▶ _Given problem_
Output the data below unchanged, starting at the line that contains "Return one point per instance of the metal" and continuing through the last line of the data.

Named object pointing data
---

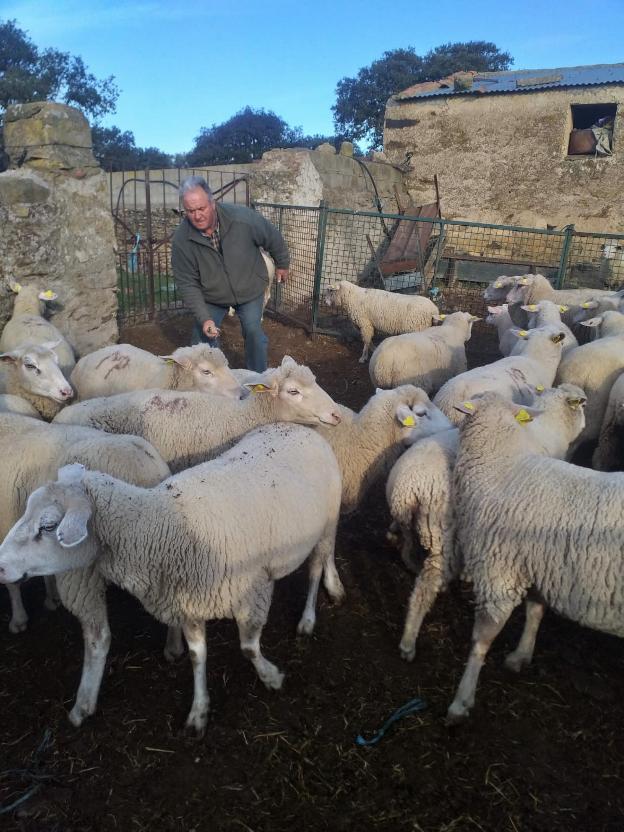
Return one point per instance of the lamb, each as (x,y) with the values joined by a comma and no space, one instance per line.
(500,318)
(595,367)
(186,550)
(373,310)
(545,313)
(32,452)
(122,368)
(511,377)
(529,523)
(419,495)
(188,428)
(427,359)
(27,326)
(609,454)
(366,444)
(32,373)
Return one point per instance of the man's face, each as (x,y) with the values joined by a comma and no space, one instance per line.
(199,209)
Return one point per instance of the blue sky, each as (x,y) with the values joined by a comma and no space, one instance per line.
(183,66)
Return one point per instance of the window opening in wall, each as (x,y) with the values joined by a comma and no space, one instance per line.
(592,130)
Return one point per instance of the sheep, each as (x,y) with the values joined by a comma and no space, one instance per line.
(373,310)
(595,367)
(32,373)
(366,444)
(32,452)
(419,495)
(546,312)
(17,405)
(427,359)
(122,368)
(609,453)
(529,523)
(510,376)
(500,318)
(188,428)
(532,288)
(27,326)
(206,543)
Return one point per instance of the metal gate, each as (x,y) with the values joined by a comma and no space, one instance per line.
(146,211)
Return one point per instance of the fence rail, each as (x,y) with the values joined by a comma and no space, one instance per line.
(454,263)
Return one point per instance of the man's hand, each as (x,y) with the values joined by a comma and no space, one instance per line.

---

▶ _Answer to this task_
Return one point per instance of the metal gate, each as (x,y) with the values joined by a comma and no space, one instance per line.
(146,211)
Return one point per instance of the fence rail, each as (x,y) with the values joined by a comma and no space, one instance per line.
(454,263)
Return one point per instance of the man's hand, each as (x,y) with the values joined by a comma and no space, one instance per line.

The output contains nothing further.